**PROBLEM TO SOLVE**:
From the entries below, extract every line that contains the string "denim" and copy each one unchanged.
+ + + + + + +
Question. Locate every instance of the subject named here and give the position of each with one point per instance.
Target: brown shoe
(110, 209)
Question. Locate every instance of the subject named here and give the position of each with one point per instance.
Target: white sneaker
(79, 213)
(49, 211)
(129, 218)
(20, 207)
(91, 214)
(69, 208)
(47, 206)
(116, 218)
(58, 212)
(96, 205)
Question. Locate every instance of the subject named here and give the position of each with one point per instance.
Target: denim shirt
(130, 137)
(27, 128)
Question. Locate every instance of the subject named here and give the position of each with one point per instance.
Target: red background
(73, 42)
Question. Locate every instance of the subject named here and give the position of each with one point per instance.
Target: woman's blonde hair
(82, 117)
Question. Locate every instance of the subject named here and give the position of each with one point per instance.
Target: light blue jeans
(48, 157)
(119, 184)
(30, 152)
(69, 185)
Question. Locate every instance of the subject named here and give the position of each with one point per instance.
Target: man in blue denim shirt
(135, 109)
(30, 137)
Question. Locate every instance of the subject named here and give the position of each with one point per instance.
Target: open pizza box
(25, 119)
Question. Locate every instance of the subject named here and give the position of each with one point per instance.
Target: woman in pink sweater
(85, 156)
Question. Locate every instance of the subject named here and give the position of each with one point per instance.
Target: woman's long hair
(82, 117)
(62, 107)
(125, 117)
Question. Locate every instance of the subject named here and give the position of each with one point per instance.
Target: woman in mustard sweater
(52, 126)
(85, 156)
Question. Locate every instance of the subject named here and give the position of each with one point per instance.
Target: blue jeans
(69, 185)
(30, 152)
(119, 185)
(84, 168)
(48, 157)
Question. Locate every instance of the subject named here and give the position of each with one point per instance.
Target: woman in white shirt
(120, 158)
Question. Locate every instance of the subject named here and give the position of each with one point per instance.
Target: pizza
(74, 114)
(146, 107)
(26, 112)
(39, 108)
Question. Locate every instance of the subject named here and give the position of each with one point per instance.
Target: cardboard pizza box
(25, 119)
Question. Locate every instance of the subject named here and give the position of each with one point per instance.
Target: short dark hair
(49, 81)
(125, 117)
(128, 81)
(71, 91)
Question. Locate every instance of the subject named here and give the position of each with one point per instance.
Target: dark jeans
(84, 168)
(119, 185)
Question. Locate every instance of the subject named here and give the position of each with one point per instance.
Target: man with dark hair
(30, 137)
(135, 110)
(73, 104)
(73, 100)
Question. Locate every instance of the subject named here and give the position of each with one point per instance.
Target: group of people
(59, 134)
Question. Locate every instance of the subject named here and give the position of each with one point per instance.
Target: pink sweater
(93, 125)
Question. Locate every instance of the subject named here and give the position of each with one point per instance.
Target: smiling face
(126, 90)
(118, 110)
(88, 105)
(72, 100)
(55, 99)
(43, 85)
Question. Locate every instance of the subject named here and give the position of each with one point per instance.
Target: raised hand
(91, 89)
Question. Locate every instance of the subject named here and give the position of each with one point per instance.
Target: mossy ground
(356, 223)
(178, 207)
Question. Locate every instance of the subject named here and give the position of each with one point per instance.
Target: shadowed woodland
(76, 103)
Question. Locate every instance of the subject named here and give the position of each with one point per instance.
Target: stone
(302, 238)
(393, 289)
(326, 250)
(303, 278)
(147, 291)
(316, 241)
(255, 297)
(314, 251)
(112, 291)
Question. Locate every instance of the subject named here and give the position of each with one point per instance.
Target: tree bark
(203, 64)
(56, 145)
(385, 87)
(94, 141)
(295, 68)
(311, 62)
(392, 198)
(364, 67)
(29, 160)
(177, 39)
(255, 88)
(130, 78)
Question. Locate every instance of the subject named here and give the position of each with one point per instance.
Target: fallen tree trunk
+ + + + + + +
**OUTPUT**:
Target: denim shirt
Target: man in blue denim shirt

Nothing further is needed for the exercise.